[start Exercise material]
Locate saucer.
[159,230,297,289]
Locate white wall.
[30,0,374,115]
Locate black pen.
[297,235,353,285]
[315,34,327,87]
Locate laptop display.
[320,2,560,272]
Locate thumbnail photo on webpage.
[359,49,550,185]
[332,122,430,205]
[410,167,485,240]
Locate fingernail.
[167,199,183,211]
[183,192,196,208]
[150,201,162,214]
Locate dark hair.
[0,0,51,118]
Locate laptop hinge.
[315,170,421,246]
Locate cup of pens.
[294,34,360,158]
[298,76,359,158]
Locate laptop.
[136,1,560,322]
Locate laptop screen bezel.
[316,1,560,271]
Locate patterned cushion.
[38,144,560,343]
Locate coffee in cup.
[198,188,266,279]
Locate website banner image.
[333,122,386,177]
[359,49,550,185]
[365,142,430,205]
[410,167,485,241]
[end Exercise material]
Convert all of the data above into a two-column CSV with the header text,answer. Each "Locate" line gets its own row: put that line in text and every set of coordinates that follows it in answer, with each value in a single quoted field and any line breaks replaced by spaces.

text,answer
"Locate saucer.","[159,230,297,289]"
"Locate white wall.","[30,0,374,115]"
"Locate black pen.","[297,235,353,285] [315,34,327,87]"
"Locate laptop display.","[320,2,560,272]"
"Locate thumbnail photo on webpage.","[359,49,550,185] [332,122,430,205] [410,167,485,240]"
"Locate fingernail.","[167,199,183,211] [183,192,196,208] [150,201,162,214]"
"Locate dark hair.","[0,0,51,118]"
"Locate laptop hinge.","[315,170,421,246]"
"Locate cup of pens.","[294,34,360,158] [298,76,359,158]"
"Locate laptop.","[136,1,560,322]"
"Locate laptop screen bezel.","[316,1,560,271]"
"Locate patterned cushion.","[38,144,560,343]"
"Locate coffee in cup.","[198,188,266,279]"
"Locate website banner image.","[333,122,386,177] [359,49,550,185] [365,142,430,205] [410,167,485,241]"